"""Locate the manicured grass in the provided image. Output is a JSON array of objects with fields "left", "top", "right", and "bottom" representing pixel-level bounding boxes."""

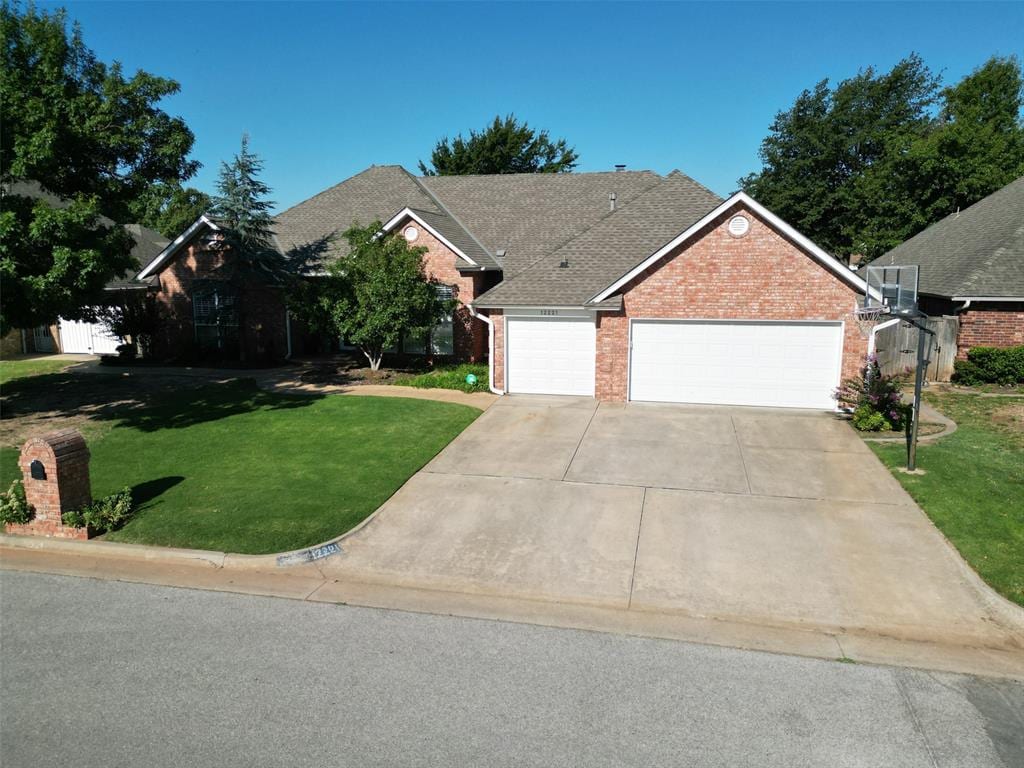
[
  {"left": 2, "top": 376, "right": 479, "bottom": 553},
  {"left": 869, "top": 392, "right": 1023, "bottom": 607},
  {"left": 393, "top": 362, "right": 489, "bottom": 393},
  {"left": 0, "top": 357, "right": 72, "bottom": 385}
]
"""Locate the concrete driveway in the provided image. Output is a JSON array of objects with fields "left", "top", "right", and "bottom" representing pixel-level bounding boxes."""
[{"left": 322, "top": 396, "right": 1023, "bottom": 651}]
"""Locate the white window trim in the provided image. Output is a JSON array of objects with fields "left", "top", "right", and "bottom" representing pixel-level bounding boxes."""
[
  {"left": 588, "top": 192, "right": 872, "bottom": 304},
  {"left": 380, "top": 208, "right": 478, "bottom": 267},
  {"left": 137, "top": 215, "right": 221, "bottom": 280}
]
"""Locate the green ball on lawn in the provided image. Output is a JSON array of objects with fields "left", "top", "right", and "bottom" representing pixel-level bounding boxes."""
[{"left": 465, "top": 373, "right": 478, "bottom": 386}]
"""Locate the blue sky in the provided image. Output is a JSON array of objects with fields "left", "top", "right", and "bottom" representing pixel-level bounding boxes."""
[{"left": 46, "top": 1, "right": 1024, "bottom": 212}]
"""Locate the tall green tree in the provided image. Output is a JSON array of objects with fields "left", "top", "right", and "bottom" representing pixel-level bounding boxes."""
[
  {"left": 128, "top": 182, "right": 212, "bottom": 238},
  {"left": 0, "top": 1, "right": 198, "bottom": 332},
  {"left": 419, "top": 114, "right": 578, "bottom": 175},
  {"left": 742, "top": 54, "right": 1024, "bottom": 263},
  {"left": 288, "top": 222, "right": 451, "bottom": 371},
  {"left": 741, "top": 54, "right": 940, "bottom": 261},
  {"left": 208, "top": 134, "right": 285, "bottom": 362}
]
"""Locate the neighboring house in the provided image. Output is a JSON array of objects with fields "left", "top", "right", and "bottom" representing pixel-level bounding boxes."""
[
  {"left": 137, "top": 164, "right": 872, "bottom": 408},
  {"left": 879, "top": 176, "right": 1024, "bottom": 358},
  {"left": 1, "top": 182, "right": 169, "bottom": 356}
]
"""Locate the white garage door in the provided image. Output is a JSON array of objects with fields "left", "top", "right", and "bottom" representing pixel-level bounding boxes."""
[
  {"left": 507, "top": 317, "right": 596, "bottom": 396},
  {"left": 629, "top": 320, "right": 843, "bottom": 409},
  {"left": 58, "top": 318, "right": 121, "bottom": 355}
]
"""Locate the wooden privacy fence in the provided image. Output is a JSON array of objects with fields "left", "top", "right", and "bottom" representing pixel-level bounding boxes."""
[{"left": 873, "top": 316, "right": 959, "bottom": 382}]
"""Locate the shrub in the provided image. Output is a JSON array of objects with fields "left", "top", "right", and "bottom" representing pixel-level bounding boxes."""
[
  {"left": 393, "top": 363, "right": 489, "bottom": 393},
  {"left": 62, "top": 487, "right": 134, "bottom": 532},
  {"left": 0, "top": 480, "right": 34, "bottom": 525},
  {"left": 852, "top": 405, "right": 893, "bottom": 432},
  {"left": 834, "top": 356, "right": 910, "bottom": 432},
  {"left": 952, "top": 345, "right": 1024, "bottom": 386}
]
|---|
- [What to do]
Each record is to be written out exactly. No picture goes in.

- [Written response]
"""Locate the manicured grass in the provided image. Output is a JSON array of objects with fields "left", "top", "right", and "bottom" representing pixel-level bounding boxes."""

[
  {"left": 2, "top": 376, "right": 479, "bottom": 553},
  {"left": 869, "top": 392, "right": 1023, "bottom": 607},
  {"left": 393, "top": 362, "right": 489, "bottom": 393},
  {"left": 0, "top": 357, "right": 72, "bottom": 385}
]
"""Locate the concrete driveway in the provided image. Output is a JSON array of objects with fields "left", "top", "right", and "bottom" representing pixel-level bounding boxes."""
[{"left": 322, "top": 396, "right": 1023, "bottom": 651}]
"""Locate the white window trim in the provided image. Output is a JSON array of objects with fields "left", "top", "right", and "bottom" representing pixel-level bounding boxes."""
[
  {"left": 588, "top": 192, "right": 872, "bottom": 304},
  {"left": 380, "top": 208, "right": 478, "bottom": 267},
  {"left": 137, "top": 215, "right": 221, "bottom": 280}
]
"""Locate the green ball on lawn in the provided image. Output is a JSON array of objects with fields "left", "top", "right", and "bottom" representing pixel-level bounding boxes."""
[{"left": 465, "top": 373, "right": 478, "bottom": 386}]
"""Locate the blue sky in the provided image. Output is a JSON array of objects with fields "left", "top", "right", and "bottom" representing pixel-level bounding boxes."""
[{"left": 46, "top": 1, "right": 1024, "bottom": 212}]
"""Locate the tall green tree in the provided image. Output is a JSON array of objects with fields "left", "top", "right", and "bottom" representing pixel-level bounding boxes."""
[
  {"left": 128, "top": 182, "right": 212, "bottom": 238},
  {"left": 0, "top": 1, "right": 198, "bottom": 332},
  {"left": 419, "top": 114, "right": 578, "bottom": 175},
  {"left": 742, "top": 54, "right": 1024, "bottom": 263},
  {"left": 288, "top": 222, "right": 451, "bottom": 371},
  {"left": 741, "top": 54, "right": 940, "bottom": 261},
  {"left": 208, "top": 134, "right": 285, "bottom": 362}
]
"""Locate the neighboring house in the provided image. Output is a JSON array of objects with fields "left", "top", "right", and "bottom" representing pixel-level bounding boxes."""
[
  {"left": 137, "top": 164, "right": 872, "bottom": 408},
  {"left": 879, "top": 176, "right": 1024, "bottom": 358},
  {"left": 1, "top": 182, "right": 169, "bottom": 356}
]
"""Locate the white garage door in the provided image. Output is a JSON array of objects with fields "left", "top", "right", and "bottom" representing pixel-level bounding boxes."""
[
  {"left": 507, "top": 317, "right": 596, "bottom": 396},
  {"left": 629, "top": 320, "right": 843, "bottom": 409},
  {"left": 58, "top": 318, "right": 121, "bottom": 355}
]
"""Locate the wooden privacy fence in the provided image. Output is a JSON array of objects with fields "left", "top", "right", and "bottom" representing pixel-level bounding boxes."""
[{"left": 873, "top": 316, "right": 959, "bottom": 382}]
"""Locate the shrub in the provided image. Output is a JSON array of objects with fields "left", "top", "right", and "bottom" representing pixel-level bounding boxes."""
[
  {"left": 393, "top": 363, "right": 489, "bottom": 393},
  {"left": 62, "top": 487, "right": 134, "bottom": 532},
  {"left": 0, "top": 480, "right": 34, "bottom": 525},
  {"left": 852, "top": 405, "right": 893, "bottom": 432},
  {"left": 834, "top": 356, "right": 910, "bottom": 432},
  {"left": 952, "top": 345, "right": 1024, "bottom": 386}
]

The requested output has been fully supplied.